Point labeling records
====================

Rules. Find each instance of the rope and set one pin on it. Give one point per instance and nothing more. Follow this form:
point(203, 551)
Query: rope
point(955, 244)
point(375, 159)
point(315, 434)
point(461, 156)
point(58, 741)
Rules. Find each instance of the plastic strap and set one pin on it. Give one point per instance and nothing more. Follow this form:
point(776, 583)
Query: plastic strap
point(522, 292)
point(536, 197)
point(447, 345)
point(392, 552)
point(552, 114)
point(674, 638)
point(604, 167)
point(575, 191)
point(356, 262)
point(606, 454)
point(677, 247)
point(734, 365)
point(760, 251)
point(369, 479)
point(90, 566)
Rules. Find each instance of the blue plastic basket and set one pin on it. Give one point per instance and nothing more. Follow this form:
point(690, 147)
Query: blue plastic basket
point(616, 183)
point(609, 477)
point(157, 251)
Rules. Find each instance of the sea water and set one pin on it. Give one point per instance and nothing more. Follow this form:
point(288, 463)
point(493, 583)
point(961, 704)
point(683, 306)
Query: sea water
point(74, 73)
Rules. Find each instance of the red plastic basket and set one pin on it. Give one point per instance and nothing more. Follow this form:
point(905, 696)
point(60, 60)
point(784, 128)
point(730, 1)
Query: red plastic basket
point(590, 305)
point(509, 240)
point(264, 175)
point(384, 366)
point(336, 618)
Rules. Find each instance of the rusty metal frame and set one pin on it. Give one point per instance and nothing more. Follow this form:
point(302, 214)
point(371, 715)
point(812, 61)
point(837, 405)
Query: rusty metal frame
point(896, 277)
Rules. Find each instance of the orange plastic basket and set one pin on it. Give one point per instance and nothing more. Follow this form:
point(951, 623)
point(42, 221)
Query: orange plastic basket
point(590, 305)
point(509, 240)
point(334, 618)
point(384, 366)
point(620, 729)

====================

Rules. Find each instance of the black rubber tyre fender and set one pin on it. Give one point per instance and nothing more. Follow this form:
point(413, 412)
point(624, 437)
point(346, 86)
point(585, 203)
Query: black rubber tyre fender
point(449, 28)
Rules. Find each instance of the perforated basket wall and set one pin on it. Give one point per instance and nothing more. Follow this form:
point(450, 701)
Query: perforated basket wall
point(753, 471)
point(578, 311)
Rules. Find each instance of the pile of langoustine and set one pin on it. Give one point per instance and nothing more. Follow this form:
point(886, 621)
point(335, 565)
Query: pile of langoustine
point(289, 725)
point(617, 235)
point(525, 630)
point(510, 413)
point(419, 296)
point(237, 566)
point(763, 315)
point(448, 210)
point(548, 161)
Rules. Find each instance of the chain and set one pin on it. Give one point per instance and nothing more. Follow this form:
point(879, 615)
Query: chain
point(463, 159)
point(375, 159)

====================

**PROMPT:** Express the part of the records that opens with the line containing "Rules. Find each instance of the orange" and closes with the line containing "point(620, 729)", both lines included, as a JSON list of strings with one string per line and blank lines omitted.

**COMPLETE OUTPUT:**
[
  "Rules. Find each instance of the orange plastic basket and set one pin on it. Give one point per instance and nothing more. Follow this form:",
  "point(951, 623)",
  "point(42, 221)",
  "Query: orange plastic basket",
  "point(590, 305)",
  "point(509, 240)",
  "point(334, 618)",
  "point(384, 366)",
  "point(620, 729)"
]